Nothing outside the range is wanted. Repeat exactly the lines below from the one with "box: [1014, 207, 1165, 330]" through the one with "box: [219, 109, 469, 640]".

▼▼▼

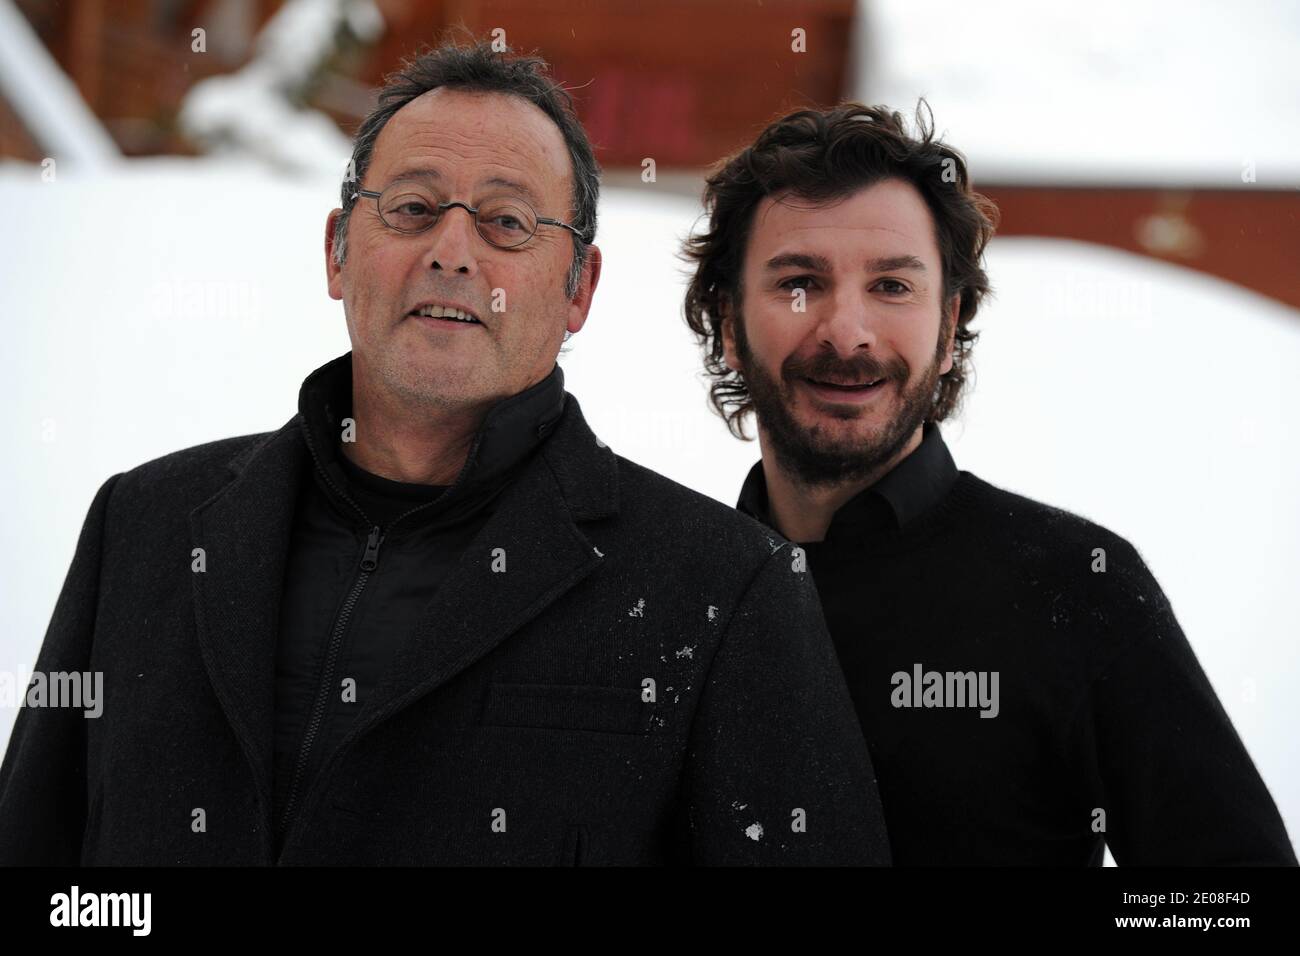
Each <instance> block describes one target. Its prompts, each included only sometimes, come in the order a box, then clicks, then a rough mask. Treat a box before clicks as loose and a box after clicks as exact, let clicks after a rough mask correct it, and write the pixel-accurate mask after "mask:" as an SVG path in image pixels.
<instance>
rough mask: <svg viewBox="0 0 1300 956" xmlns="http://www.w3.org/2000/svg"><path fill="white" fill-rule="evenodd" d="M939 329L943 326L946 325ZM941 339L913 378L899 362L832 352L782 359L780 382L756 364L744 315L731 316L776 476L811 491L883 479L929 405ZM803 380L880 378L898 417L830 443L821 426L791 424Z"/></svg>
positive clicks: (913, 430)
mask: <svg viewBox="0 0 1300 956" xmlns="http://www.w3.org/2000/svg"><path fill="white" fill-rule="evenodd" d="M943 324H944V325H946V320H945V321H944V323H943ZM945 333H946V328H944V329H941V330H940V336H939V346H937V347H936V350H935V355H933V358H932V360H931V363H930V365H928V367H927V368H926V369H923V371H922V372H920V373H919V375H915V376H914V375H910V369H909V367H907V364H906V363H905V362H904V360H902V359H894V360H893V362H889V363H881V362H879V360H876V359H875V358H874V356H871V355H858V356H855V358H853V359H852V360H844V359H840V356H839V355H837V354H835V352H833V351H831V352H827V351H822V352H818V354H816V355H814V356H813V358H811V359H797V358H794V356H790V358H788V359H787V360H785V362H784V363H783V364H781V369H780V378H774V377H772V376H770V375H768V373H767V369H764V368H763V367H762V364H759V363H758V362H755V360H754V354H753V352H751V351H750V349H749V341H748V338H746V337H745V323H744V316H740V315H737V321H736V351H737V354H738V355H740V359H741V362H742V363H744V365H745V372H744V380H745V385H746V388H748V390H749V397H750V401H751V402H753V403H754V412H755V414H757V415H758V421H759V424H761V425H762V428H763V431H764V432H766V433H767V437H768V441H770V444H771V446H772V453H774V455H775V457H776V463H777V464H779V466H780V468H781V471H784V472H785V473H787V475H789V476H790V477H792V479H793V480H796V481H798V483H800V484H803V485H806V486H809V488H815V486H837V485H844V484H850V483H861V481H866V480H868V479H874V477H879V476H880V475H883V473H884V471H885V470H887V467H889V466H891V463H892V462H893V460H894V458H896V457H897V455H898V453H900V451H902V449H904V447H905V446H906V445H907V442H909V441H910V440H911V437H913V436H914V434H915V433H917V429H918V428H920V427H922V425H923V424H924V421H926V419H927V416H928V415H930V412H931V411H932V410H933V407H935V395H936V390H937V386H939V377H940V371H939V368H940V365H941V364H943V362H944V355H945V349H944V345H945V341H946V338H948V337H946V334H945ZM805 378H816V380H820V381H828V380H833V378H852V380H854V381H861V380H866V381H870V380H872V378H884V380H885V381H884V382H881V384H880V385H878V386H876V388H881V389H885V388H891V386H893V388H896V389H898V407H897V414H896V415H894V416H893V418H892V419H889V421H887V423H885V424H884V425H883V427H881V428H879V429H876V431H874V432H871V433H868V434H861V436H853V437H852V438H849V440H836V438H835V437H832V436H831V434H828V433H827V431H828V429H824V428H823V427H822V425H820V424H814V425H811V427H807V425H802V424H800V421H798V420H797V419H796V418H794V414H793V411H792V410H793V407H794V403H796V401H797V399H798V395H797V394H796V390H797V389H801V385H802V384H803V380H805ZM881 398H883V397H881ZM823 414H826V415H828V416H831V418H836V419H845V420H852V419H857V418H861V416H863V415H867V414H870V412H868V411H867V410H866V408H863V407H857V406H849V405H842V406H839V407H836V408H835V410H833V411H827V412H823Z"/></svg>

▲▲▲
▼▼▼

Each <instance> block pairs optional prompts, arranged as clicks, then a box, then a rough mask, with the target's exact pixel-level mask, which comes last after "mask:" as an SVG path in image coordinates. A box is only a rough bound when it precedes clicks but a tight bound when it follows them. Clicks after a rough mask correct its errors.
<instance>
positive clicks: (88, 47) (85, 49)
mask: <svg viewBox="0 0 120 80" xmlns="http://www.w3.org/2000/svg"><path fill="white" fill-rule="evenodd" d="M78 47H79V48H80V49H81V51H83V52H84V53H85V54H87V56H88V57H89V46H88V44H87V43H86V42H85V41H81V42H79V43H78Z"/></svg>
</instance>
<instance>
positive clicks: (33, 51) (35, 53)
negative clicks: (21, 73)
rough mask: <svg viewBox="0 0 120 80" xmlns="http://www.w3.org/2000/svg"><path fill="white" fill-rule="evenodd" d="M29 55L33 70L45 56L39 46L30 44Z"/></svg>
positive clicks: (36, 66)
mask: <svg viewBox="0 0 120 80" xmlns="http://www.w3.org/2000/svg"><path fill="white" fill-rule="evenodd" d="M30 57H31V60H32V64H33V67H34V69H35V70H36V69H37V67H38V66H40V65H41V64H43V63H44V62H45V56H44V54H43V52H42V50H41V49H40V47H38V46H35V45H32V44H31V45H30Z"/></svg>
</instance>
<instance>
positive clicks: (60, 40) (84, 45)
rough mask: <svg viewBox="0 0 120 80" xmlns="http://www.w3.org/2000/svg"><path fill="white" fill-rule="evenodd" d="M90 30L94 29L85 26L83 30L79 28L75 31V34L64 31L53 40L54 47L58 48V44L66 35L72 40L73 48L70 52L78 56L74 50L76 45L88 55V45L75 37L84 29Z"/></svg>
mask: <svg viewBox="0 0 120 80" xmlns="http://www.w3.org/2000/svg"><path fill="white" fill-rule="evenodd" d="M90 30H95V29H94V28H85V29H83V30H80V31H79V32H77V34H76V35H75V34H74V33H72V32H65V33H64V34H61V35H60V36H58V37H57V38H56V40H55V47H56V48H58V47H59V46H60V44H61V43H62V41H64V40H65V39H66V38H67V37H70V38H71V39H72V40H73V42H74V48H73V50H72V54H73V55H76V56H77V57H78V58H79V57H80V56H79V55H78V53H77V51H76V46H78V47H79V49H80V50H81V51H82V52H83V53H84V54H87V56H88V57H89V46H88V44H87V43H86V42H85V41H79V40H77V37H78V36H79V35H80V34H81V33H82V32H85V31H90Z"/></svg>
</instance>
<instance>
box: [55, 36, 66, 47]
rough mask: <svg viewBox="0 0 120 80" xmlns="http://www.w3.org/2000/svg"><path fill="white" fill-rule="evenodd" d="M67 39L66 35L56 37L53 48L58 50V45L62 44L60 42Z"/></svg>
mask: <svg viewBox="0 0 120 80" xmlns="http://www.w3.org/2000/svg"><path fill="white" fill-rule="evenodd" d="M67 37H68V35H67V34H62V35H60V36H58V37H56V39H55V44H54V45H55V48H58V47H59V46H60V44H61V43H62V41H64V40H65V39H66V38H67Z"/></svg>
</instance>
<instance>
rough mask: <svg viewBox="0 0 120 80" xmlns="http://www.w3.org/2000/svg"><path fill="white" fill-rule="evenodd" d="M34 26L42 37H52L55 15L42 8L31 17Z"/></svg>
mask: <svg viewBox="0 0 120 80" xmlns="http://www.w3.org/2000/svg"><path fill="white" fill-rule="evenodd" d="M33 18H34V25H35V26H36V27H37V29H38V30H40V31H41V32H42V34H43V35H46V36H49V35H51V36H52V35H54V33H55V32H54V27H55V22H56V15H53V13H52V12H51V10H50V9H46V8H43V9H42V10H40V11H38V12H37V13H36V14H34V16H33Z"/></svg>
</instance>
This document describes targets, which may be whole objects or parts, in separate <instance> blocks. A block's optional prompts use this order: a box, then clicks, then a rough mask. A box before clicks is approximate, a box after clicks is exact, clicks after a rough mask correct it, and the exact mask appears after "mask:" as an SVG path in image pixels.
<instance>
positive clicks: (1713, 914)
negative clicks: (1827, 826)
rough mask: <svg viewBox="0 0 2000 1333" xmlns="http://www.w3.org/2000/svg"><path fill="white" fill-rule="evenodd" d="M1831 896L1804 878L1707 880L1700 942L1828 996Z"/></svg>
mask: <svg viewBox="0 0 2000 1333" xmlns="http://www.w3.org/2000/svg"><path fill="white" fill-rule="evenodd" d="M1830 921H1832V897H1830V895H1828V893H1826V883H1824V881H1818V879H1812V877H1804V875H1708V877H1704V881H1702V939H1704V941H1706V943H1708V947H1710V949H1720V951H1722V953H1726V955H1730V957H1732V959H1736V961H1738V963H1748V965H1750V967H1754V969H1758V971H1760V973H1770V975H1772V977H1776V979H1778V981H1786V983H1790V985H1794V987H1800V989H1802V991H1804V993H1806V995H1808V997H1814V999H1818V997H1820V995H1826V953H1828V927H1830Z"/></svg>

▲▲▲
▼▼▼

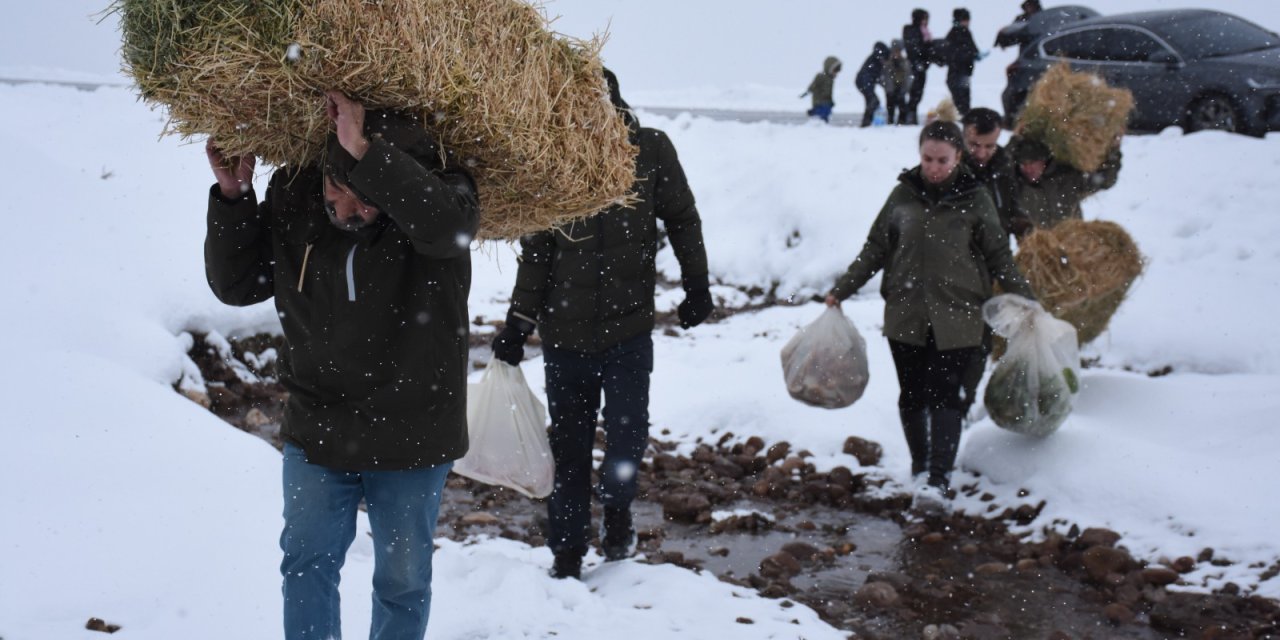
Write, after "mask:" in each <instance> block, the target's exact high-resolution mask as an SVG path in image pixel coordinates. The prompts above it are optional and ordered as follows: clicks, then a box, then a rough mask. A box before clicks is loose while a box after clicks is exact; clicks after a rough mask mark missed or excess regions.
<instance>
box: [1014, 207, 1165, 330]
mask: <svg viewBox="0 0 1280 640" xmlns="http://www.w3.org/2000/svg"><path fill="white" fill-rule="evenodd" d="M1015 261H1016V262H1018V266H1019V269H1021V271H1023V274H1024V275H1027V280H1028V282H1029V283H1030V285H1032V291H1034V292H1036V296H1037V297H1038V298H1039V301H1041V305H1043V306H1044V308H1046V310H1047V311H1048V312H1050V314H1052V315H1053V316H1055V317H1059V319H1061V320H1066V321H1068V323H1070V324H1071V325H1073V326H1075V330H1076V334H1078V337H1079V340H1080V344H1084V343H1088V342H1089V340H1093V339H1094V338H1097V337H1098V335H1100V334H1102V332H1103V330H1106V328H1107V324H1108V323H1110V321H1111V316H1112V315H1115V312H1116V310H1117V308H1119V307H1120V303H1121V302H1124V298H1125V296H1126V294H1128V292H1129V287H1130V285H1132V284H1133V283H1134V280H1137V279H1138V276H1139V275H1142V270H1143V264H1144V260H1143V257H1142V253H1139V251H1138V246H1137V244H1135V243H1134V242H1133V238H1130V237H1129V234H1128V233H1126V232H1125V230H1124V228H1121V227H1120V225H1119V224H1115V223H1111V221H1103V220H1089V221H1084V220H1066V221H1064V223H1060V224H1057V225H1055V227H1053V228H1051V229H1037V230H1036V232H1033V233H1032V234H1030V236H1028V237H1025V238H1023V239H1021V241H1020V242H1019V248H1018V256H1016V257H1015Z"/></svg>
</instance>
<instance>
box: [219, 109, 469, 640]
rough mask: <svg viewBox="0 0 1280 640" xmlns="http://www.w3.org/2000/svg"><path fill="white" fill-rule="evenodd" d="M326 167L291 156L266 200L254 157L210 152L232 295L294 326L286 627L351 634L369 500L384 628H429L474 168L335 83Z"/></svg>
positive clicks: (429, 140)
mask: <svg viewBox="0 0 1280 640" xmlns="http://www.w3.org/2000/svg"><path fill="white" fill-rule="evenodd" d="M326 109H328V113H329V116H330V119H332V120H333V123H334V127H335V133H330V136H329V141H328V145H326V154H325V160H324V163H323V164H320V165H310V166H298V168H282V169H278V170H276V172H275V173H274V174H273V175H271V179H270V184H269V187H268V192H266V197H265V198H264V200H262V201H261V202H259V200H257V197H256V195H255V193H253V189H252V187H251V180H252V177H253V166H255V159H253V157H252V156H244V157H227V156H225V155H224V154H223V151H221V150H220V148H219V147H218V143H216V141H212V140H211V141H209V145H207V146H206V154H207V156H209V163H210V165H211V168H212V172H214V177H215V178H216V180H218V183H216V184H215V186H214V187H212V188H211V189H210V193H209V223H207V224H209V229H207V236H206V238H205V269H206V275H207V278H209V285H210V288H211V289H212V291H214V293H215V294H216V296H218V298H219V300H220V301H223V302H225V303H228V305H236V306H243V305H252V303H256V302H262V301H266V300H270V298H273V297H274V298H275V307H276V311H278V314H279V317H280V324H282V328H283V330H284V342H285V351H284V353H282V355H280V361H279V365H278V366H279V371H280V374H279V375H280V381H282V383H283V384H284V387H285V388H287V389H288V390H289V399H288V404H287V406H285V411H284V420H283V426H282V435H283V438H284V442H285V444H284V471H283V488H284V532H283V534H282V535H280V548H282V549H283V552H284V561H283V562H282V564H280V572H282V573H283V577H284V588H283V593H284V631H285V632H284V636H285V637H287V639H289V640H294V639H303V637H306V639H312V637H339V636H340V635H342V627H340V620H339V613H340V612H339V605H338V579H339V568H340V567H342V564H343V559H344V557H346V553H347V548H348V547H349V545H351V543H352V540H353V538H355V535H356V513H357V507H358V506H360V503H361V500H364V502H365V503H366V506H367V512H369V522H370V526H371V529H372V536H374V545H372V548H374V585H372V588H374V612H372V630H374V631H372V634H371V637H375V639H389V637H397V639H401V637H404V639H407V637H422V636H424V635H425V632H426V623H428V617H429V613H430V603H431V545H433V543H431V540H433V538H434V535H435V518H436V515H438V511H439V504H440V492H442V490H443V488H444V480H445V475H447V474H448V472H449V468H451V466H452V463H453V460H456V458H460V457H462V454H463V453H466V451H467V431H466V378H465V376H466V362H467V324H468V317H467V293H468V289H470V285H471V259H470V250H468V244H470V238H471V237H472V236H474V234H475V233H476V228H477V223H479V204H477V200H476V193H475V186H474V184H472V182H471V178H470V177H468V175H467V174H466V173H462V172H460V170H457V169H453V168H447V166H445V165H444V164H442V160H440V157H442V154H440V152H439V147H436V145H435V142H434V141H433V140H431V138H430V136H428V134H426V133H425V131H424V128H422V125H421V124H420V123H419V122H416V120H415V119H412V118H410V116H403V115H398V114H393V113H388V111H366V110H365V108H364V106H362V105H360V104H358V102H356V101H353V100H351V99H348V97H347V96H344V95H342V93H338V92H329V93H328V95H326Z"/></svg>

▲▲▲

▸ Response
box: [1014, 207, 1165, 330]
mask: <svg viewBox="0 0 1280 640" xmlns="http://www.w3.org/2000/svg"><path fill="white" fill-rule="evenodd" d="M1015 261H1016V262H1018V266H1019V269H1021V271H1023V274H1024V275H1027V280H1028V282H1029V283H1030V285H1032V291H1034V292H1036V296H1037V297H1038V298H1039V301H1041V305H1043V306H1044V308H1046V310H1047V311H1048V312H1050V314H1052V315H1053V316H1055V317H1059V319H1061V320H1066V321H1068V323H1070V324H1071V325H1073V326H1075V330H1076V334H1078V337H1079V340H1080V344H1084V343H1088V342H1089V340H1093V339H1094V338H1097V337H1098V335H1100V334H1102V332H1103V330H1106V328H1107V324H1108V323H1110V321H1111V316H1112V315H1115V312H1116V310H1117V308H1119V307H1120V303H1121V302H1124V298H1125V296H1126V294H1128V292H1129V287H1130V285H1132V284H1133V283H1134V280H1137V279H1138V276H1139V275H1142V270H1143V264H1144V260H1143V257H1142V253H1139V251H1138V246H1137V244H1135V243H1134V242H1133V238H1130V237H1129V234H1128V233H1126V232H1125V230H1124V228H1121V227H1120V225H1119V224H1115V223H1111V221H1103V220H1089V221H1084V220H1066V221H1064V223H1060V224H1057V225H1055V227H1053V228H1051V229H1037V230H1036V232H1033V233H1032V234H1030V236H1028V237H1025V238H1023V239H1021V241H1020V242H1019V248H1018V256H1016V257H1015Z"/></svg>
</instance>
<instance>
box: [219, 109, 469, 640]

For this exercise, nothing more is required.